__Work order__
May I have the lines from the one containing "--target meadow" to the end of the entries, returned exactly and with nothing else?

__Collected data__
--*--

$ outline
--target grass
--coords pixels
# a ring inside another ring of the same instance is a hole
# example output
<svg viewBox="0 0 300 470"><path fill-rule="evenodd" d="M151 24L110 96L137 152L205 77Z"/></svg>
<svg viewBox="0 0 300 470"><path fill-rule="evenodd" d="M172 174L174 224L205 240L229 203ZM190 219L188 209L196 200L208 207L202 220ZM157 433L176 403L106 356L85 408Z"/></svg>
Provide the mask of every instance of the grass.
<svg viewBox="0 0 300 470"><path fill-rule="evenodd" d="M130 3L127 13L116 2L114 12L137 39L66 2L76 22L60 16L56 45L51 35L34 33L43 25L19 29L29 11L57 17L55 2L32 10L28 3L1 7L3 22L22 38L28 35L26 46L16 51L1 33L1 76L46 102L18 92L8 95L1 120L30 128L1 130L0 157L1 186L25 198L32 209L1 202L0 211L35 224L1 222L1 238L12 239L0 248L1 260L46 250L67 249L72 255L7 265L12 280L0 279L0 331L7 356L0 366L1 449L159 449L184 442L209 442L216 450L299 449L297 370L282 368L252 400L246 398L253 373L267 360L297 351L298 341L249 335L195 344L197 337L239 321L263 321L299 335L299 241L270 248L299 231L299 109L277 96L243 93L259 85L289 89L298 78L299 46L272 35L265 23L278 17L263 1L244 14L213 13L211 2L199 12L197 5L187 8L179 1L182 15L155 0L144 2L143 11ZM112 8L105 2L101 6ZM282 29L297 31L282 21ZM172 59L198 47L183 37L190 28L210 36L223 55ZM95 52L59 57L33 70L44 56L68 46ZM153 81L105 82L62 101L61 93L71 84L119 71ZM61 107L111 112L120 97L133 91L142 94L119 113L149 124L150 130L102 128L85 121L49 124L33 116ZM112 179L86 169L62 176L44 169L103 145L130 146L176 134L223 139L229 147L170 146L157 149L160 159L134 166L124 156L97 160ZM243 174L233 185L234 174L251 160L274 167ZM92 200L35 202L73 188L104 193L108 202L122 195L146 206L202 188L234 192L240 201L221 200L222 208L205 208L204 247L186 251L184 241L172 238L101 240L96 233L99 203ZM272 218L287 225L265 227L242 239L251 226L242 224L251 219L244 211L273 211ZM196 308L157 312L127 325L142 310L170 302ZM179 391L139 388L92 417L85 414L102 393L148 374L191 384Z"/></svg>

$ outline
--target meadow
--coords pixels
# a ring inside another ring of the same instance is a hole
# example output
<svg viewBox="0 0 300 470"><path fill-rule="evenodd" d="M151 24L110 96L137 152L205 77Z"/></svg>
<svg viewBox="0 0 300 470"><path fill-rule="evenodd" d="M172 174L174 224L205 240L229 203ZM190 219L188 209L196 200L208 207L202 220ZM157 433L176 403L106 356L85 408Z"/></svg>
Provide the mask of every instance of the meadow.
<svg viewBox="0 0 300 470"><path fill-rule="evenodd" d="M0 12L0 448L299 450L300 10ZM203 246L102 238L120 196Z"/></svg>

--*--

__Result__
--target meadow
--coords pixels
# a ring inside another ring of the same instance is a hole
# example output
<svg viewBox="0 0 300 470"><path fill-rule="evenodd" d="M151 24L110 96L137 152L205 77Z"/></svg>
<svg viewBox="0 0 300 470"><path fill-rule="evenodd" d="M172 174L174 224L205 240L229 203ZM190 219L188 209L196 200L208 207L202 220ZM157 433L176 403L106 356L85 408Z"/></svg>
Provide the mask of every instance of the meadow.
<svg viewBox="0 0 300 470"><path fill-rule="evenodd" d="M0 12L0 448L299 450L300 10ZM203 246L102 238L120 196Z"/></svg>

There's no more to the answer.